Special Forces Guard troops go to the fight
19th Special Forces Group (Airborne)
Thursday, May 2, 2002
Special Forces Guard troops go to the fightBy Henry Cuningham
During the military budget crunch in the 1990s, the Army decided to buy equipment for the five active-duty Special Forces groups and put off purchasing for the two National Guard groups.
‘‘Sept. 11 showed us that may have been a problem,’’ Brig. Gen. David P. Burford said.
‘‘Now we see that those Special Forces guys from the National Guard are going to be going to the real fight right away, and we can’t wait to equip them later,’’ Burford said. Burford, a 49-year-old National Guard officer, is deputy commanding general of U.S. Army Special Forces Command at Fort Bragg. About 85 percent of his job is not related to Guard issues, he said.
In his civilian career, he is manager of business development for Southern Company Generation and Energy Marketing in Birmingham, Ala.
Special Forces Command oversees the training and equipping of all seven Special Forces groups. The soldiers are trained to conduct guerrilla war, instruct foreign military forces and do reconnaissance deep in hostile territory.
Burford’s promotion ceremony on Friday highlighted the role of the two National Guard Special Forces groups, whose soldiers mostly have full-time civilian jobs, in the war on terrorism. The 19th Group is based in Utah, and the 20th Group, which Burford commanded, is based in Alabama. Both groups have units spread over several states.
About 700 Special Forces guardsmen have been mobilized for the war on terrorism, and 400 are overseas, said Maj. Robert E. Gowan, a spokesman for U.S. Army Special Forces Command. Special Forces soldiers have been mobilized from Colorado, Utah, West Virginia, Alabama, Mississippi, Virginia, Florida and Kentucky, Burford said.
Soldiers from the National Guard’s 19th Special Forces Group are in Afghanistan with Fort Bragg’s 3rd Group, said Maj. Gen. Geoffrey Lambert, the commanding general of Special Forces Command.
The National Guard soldiers are ‘‘together, hand in hand, slugging it out there in Afghanistan,’’ Lambert said. ‘‘They are paying the price. We have lost one man. We've had another hit in the face.’’
Sgt. 1st Class Daniel A. Romero, a 30-year-old 19th Group soldier from Colorado, was killed April 15 after confiscated Taliban weapons exploded accidentally at a demolition range outside Bagram, Afghanistan.

**Supplied material**

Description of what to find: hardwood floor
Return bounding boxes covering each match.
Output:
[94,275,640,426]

**What you should do**
Return the passage of the article on National Guard Special Forces troops from "Thursday, May 2, 2002" up to and including "P. Burford said.", copied word for word.

**Full output**
Thursday, May 2, 2002
Special Forces Guard troops go to the fightBy Henry Cuningham
During the military budget crunch in the 1990s, the Army decided to buy equipment for the five active-duty Special Forces groups and put off purchasing for the two National Guard groups.
‘‘Sept. 11 showed us that may have been a problem,’’ Brig. Gen. David P. Burford said.